--- 任务说明 ---
把下面的材料从头到尾逐行照抄，一字不改。

已保存条目
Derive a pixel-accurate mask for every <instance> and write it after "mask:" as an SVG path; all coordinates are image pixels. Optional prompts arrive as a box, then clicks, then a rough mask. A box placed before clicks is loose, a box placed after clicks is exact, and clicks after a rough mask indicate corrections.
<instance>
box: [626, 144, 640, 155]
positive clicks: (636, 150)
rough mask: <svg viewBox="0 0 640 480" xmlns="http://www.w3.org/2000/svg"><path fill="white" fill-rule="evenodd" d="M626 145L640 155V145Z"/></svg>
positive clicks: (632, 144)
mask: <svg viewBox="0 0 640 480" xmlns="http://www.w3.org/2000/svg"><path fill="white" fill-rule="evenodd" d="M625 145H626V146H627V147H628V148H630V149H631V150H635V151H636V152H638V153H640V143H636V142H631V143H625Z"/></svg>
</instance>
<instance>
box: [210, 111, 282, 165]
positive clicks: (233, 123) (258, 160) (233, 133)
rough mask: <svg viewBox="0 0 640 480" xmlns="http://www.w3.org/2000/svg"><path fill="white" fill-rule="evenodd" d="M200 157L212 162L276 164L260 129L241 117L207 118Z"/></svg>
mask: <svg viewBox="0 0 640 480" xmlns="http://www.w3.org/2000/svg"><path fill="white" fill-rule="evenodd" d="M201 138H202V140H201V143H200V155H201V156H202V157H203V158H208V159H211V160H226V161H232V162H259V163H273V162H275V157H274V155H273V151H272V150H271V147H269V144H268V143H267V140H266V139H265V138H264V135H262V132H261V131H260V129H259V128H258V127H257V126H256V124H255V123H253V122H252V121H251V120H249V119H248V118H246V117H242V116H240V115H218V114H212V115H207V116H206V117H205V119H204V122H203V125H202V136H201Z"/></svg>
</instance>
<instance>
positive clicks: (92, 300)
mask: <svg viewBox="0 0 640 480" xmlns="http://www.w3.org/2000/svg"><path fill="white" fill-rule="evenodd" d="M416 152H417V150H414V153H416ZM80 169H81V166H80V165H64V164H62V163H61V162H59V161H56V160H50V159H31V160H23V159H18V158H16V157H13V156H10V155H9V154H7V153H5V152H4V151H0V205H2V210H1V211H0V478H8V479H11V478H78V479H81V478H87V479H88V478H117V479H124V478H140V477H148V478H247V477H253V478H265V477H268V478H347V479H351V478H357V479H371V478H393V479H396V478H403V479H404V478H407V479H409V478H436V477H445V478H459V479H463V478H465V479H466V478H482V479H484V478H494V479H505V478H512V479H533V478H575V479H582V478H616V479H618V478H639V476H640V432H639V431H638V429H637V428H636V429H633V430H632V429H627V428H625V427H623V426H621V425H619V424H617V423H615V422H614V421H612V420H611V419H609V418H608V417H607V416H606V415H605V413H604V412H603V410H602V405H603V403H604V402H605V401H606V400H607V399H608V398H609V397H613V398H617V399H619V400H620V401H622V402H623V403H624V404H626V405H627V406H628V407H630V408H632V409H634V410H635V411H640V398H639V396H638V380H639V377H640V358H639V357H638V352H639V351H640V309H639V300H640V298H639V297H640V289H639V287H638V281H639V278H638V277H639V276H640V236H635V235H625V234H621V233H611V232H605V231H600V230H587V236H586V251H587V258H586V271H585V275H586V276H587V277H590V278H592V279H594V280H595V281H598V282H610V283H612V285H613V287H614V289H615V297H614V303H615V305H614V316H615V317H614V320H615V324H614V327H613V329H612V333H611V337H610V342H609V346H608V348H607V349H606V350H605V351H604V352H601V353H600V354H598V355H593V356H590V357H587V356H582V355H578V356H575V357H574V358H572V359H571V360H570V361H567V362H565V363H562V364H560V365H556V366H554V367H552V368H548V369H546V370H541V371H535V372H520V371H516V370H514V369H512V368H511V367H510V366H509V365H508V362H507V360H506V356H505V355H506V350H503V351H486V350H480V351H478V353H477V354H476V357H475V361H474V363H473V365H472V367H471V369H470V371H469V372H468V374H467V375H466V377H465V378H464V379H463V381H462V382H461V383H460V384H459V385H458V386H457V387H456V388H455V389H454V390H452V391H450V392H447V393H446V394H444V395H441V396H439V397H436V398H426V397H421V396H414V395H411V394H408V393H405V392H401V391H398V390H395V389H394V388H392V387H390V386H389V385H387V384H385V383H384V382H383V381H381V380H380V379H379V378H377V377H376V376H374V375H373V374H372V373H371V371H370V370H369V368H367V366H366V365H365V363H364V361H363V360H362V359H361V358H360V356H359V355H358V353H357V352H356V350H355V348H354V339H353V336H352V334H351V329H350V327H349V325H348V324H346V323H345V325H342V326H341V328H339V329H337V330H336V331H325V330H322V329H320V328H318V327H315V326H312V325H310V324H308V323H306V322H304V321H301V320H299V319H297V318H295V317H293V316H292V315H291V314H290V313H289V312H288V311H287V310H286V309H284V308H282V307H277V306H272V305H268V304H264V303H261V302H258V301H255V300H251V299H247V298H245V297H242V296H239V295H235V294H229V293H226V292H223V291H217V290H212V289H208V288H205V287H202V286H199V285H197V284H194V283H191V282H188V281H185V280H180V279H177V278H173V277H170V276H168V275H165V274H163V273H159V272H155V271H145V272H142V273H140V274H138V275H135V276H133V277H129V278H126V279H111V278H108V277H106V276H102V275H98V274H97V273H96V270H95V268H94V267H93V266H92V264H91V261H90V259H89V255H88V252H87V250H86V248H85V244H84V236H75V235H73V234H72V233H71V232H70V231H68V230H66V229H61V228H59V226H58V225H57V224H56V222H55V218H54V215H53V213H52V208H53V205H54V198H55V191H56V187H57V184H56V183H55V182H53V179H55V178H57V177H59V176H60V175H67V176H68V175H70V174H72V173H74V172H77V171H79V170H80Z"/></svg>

--- 任务结果 ---
Derive a pixel-accurate mask for every <instance> and write it after "mask:" as an SVG path; all coordinates are image pixels. Optional prompts arrive as a box, then clicks, then a rough mask. A box placed before clicks is loose, a box placed after clicks is exact, and clicks after a rough mask indicate corrections.
<instance>
box: [626, 144, 640, 155]
positive clicks: (636, 150)
rough mask: <svg viewBox="0 0 640 480" xmlns="http://www.w3.org/2000/svg"><path fill="white" fill-rule="evenodd" d="M626 145L640 155V145Z"/></svg>
positive clicks: (632, 144)
mask: <svg viewBox="0 0 640 480" xmlns="http://www.w3.org/2000/svg"><path fill="white" fill-rule="evenodd" d="M625 145H626V146H627V147H628V148H630V149H631V150H635V151H636V152H638V153H640V143H636V142H631V143H625Z"/></svg>
</instance>
<instance>
box: [210, 111, 282, 165]
positive clicks: (233, 123) (258, 160) (233, 133)
rough mask: <svg viewBox="0 0 640 480" xmlns="http://www.w3.org/2000/svg"><path fill="white" fill-rule="evenodd" d="M200 157L212 162L276 164L260 129L241 117L207 118Z"/></svg>
mask: <svg viewBox="0 0 640 480" xmlns="http://www.w3.org/2000/svg"><path fill="white" fill-rule="evenodd" d="M201 138H202V140H201V143H200V155H201V156H202V157H203V158H208V159H211V160H226V161H232V162H259V163H273V162H275V157H274V155H273V151H272V150H271V147H269V144H268V143H267V140H266V139H265V138H264V135H262V132H261V131H260V129H259V128H258V127H257V126H256V124H255V123H253V122H252V121H251V120H249V119H248V118H246V117H242V116H240V115H218V114H212V115H207V116H206V117H205V119H204V122H203V125H202V136H201Z"/></svg>
</instance>
<instance>
positive clicks: (92, 300)
mask: <svg viewBox="0 0 640 480" xmlns="http://www.w3.org/2000/svg"><path fill="white" fill-rule="evenodd" d="M416 152H417V150H414V153H416ZM80 169H81V166H80V165H64V164H62V163H61V162H59V161H56V160H50V159H31V160H23V159H18V158H16V157H13V156H10V155H9V154H7V153H5V152H4V151H0V205H2V210H1V211H0V478H8V479H11V478H78V479H81V478H87V479H88V478H117V479H124V478H140V477H148V478H247V477H253V478H265V477H268V478H347V479H351V478H357V479H371V478H393V479H396V478H403V479H404V478H407V479H409V478H436V477H445V478H459V479H463V478H465V479H466V478H482V479H484V478H494V479H505V478H512V479H533V478H575V479H582V478H616V479H618V478H639V476H640V432H639V431H638V429H637V428H636V429H633V430H632V429H627V428H625V427H623V426H621V425H619V424H617V423H615V422H614V421H612V420H611V419H609V418H608V417H607V416H606V415H605V413H604V412H603V410H602V405H603V403H604V402H605V401H606V400H607V399H608V398H609V397H613V398H617V399H619V400H620V401H622V402H623V403H624V404H626V405H627V406H628V407H630V408H632V409H634V410H635V411H640V398H639V396H638V380H639V377H640V358H639V357H638V352H639V351H640V309H639V300H640V298H639V297H640V289H639V287H638V281H639V278H638V277H639V276H640V236H635V235H625V234H621V233H611V232H605V231H600V230H587V236H586V251H587V258H586V271H585V275H586V276H587V277H590V278H592V279H594V280H595V281H598V282H610V283H612V285H613V287H614V289H615V297H614V303H615V305H614V316H615V317H614V320H615V324H614V327H613V329H612V333H611V337H610V342H609V346H608V348H607V349H606V350H605V351H604V352H601V353H600V354H598V355H593V356H590V357H587V356H582V355H578V356H575V357H574V358H572V359H571V360H570V361H567V362H565V363H562V364H560V365H556V366H554V367H552V368H548V369H546V370H541V371H535V372H520V371H516V370H514V369H512V368H511V367H510V366H509V365H508V362H507V360H506V356H505V355H506V350H503V351H486V350H480V351H478V353H477V354H476V357H475V361H474V363H473V365H472V367H471V369H470V371H469V372H468V374H467V375H466V377H465V378H464V379H463V381H462V382H461V383H460V384H459V385H458V386H457V387H456V388H455V389H454V390H452V391H450V392H447V393H446V394H444V395H441V396H439V397H436V398H426V397H421V396H414V395H411V394H408V393H405V392H401V391H398V390H395V389H394V388H392V387H390V386H389V385H387V384H385V383H384V382H383V381H381V380H380V379H379V378H377V377H376V376H374V375H373V374H372V373H371V371H370V370H369V368H367V366H366V365H365V363H364V361H363V360H362V359H361V358H360V356H359V355H358V353H357V352H356V350H355V348H354V339H353V336H352V334H351V329H350V327H349V325H348V324H346V323H345V325H342V326H341V328H339V329H337V330H336V331H325V330H322V329H320V328H318V327H315V326H312V325H310V324H308V323H306V322H304V321H301V320H299V319H297V318H295V317H293V316H292V315H291V314H290V313H289V312H288V311H287V310H286V309H284V308H282V307H277V306H272V305H268V304H264V303H261V302H258V301H255V300H251V299H247V298H245V297H242V296H239V295H235V294H229V293H226V292H223V291H217V290H212V289H208V288H205V287H202V286H199V285H197V284H194V283H191V282H188V281H185V280H180V279H177V278H173V277H170V276H168V275H165V274H163V273H159V272H155V271H145V272H142V273H140V274H138V275H135V276H133V277H129V278H126V279H111V278H108V277H106V276H102V275H98V274H97V273H96V270H95V268H94V267H93V266H92V264H91V261H90V259H89V255H88V252H87V250H86V248H85V244H84V236H75V235H73V234H72V233H71V232H70V231H68V230H66V229H61V228H59V226H58V225H57V224H56V222H55V218H54V215H53V213H52V208H53V205H54V198H55V191H56V187H57V184H56V183H55V182H53V179H55V178H57V177H59V176H60V175H67V176H68V175H70V174H72V173H74V172H77V171H79V170H80Z"/></svg>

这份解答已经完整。